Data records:
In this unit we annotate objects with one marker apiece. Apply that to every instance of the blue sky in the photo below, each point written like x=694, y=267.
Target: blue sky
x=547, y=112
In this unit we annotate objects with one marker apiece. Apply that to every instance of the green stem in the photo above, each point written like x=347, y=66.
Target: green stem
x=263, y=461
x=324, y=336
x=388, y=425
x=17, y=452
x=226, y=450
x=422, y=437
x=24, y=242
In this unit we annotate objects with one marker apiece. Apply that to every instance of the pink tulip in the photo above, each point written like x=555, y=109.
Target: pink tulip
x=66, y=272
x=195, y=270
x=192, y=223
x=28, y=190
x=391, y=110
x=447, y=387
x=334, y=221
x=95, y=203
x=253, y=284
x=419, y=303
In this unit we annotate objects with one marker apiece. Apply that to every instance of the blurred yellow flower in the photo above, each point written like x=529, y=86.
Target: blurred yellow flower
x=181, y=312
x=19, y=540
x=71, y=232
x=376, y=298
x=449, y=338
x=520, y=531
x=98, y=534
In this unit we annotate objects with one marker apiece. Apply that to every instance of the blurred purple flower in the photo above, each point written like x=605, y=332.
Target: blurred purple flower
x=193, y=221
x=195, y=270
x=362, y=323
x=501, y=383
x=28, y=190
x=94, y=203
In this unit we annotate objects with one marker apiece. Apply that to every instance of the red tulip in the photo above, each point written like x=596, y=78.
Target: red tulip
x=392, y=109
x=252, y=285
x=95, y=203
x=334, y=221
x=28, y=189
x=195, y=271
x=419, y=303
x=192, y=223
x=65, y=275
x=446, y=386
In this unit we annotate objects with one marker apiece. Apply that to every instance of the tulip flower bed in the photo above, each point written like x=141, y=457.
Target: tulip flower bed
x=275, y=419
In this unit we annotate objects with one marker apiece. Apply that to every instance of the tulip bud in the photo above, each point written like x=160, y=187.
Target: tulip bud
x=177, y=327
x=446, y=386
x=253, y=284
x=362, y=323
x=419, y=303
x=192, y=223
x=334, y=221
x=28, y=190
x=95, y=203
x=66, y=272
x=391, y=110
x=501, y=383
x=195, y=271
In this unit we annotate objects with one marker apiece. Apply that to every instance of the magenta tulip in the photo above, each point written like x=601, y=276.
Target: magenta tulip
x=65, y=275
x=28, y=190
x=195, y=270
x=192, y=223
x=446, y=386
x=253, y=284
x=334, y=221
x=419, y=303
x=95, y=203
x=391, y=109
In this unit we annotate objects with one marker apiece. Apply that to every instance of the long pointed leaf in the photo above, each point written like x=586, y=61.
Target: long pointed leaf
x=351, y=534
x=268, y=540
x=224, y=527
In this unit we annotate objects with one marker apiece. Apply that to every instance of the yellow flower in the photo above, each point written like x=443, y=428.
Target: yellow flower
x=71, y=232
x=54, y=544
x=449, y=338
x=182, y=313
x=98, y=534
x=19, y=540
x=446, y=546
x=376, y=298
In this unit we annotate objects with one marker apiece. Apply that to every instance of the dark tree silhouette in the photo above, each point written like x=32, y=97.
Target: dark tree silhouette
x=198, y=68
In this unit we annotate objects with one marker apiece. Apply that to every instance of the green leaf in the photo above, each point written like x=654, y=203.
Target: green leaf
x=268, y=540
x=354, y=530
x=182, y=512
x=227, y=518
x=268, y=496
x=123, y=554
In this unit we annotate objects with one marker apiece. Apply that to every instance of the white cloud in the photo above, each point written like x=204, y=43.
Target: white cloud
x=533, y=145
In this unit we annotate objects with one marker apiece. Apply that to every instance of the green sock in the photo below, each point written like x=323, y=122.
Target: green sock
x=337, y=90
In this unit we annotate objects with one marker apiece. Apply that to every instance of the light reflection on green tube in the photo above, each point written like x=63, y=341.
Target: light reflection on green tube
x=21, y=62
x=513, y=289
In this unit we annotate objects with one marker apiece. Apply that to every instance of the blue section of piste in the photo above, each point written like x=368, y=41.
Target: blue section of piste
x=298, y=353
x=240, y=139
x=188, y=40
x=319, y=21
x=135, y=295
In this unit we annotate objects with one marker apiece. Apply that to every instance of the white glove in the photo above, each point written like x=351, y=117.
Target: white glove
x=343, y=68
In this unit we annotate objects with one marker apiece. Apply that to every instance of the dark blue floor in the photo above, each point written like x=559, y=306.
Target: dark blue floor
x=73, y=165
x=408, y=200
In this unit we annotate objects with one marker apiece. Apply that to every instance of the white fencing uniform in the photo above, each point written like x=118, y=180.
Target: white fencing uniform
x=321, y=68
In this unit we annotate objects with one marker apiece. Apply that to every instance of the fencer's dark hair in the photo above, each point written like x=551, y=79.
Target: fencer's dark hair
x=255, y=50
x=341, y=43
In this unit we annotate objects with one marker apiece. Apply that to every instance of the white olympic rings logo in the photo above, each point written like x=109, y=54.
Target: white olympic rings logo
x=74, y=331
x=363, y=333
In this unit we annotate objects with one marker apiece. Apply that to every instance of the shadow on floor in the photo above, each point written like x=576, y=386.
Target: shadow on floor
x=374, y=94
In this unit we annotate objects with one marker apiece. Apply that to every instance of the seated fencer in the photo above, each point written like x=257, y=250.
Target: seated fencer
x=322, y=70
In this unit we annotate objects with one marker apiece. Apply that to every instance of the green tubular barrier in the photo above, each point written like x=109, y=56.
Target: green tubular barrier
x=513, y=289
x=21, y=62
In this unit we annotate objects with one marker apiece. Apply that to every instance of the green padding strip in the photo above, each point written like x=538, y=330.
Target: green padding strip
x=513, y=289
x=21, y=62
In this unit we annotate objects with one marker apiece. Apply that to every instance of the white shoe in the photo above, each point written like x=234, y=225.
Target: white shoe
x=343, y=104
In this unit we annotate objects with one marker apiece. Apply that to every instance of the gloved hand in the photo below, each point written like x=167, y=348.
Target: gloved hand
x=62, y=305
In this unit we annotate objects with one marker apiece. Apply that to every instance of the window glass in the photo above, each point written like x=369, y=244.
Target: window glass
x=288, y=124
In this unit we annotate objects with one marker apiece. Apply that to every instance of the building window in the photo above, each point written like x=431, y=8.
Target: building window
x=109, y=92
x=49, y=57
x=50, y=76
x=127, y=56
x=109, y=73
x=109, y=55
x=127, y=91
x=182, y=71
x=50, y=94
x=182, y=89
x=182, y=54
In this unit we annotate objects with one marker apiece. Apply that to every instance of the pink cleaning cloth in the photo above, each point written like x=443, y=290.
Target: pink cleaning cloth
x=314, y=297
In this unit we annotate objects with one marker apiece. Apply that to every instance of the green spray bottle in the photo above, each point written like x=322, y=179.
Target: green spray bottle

> GOAL
Reproduce the lines of the listing from the line containing "like x=109, y=54." through the line containing "x=363, y=333", inclusive, with the request lines unchanged, including their format sample. Multiply every answer coordinate by 1.35 and round it to the nearest whole number, rounding halves up.

> EXPECTED ANSWER
In this unit we annotate objects with one marker apiece. Apply that to every instance of the white olympic rings logo in the photo above, each point written like x=109, y=54.
Target: white olympic rings logo
x=100, y=447
x=490, y=450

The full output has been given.